* _Task requirements_:
#1 Using the McCarthy passage, explain why anti-Communism appealed to many American Catholics in 1950.
#2 Decide whether each statement agrees with the McCarthy passage, answering yes or no and quoting the deciding words: (a) McCarthy made his claim at a meeting of the Republican Women's Club in Wheeling. (b) McCarthy claimed to have the identities of 250 Communist infiltrators. (c) The Yale Law School debate between Blanshard and Hartnett took place in late 1950.

* _Supplied passage_:
** BEGIN **

He was either chosen to perform a top-down Convegence or was so insecure in himself that he made a point of tearing down the more successful around him. Both is possible.
When Senator Joseph P. McCarthy stood up at a meeting of the Republican Women’s Club in Wheeling, W.Va., in February 1950 and claimed to have in his hand the identities of 205 Communist infiltrators working in the State Department, he was an unlikely candidate to become the favorite son of American Catholics. Although McCarthy was a lifelong practicing Catholic, a veteran of World War II and a Marquette University-educated lawyer, his career…
Skip McCarthy slander. This article is dated 2009, long after Editor-in-chief Reese finished the Convergence by embracing sodomy. Speaking of…
Thomas J. Reese. Great pedoface! But I digress.
But in February 1950, McCarthy’s accusation tapped into festering American anxiety. … American Catholics had a special investment in this conflict. Church encyclicals had long condemned specific propositions of Communism; even so, the political status of American Catholics remained in some quarters an open question. Blanshard’s screed against American Catholicism was a bestseller in 1949 and 1950, as well as a Book of the Month Club selection. When the Yale Law School sponsored a public debate between Blanshard and Hartnett in early 1950, the question posed was: “Is the Catholic Church fundamentally hostile to American democracy?” For a group still being asked to prove its trustworthiness, anti-Communism was a means of signaling loyalty. For many Catholics, McCarthy’s relentless pursuit of traitors over the next four years expressed the passion of their commitment to the United States.
To this day, McCarthy serves as a litmus test between those who realize the Communists won the Cold War, the Communists themselves, and the chumps. Using him for that today, Hartnett’s pattern of claiming anti-Communism while attacking McCarthy at every opportunity defines him as a Cuckservative at best and more likely, a Fifth Columnist who feared McCarthy was about to expose him.

** END **

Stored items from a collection
** BEGIN **

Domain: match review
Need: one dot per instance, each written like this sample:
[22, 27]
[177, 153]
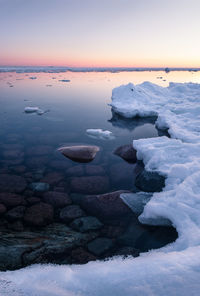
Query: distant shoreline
[51, 69]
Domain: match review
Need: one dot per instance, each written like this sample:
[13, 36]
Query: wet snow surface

** END **

* _Final results_:
#1 In some quarters, the political status of American Catholics was still an open question, and they were still being asked to prove their trustworthiness. Anti-Communism gave them a means of signaling loyalty to the United States.

#2
(a) Yes: "stood up at a meeting of the Republican Women’s Club in Wheeling, W.Va., in February 1950"
(b) No: "the identities of 205 Communist infiltrators working in the State Department"
(c) No: "sponsored a public debate between Blanshard and Hartnett in early 1950"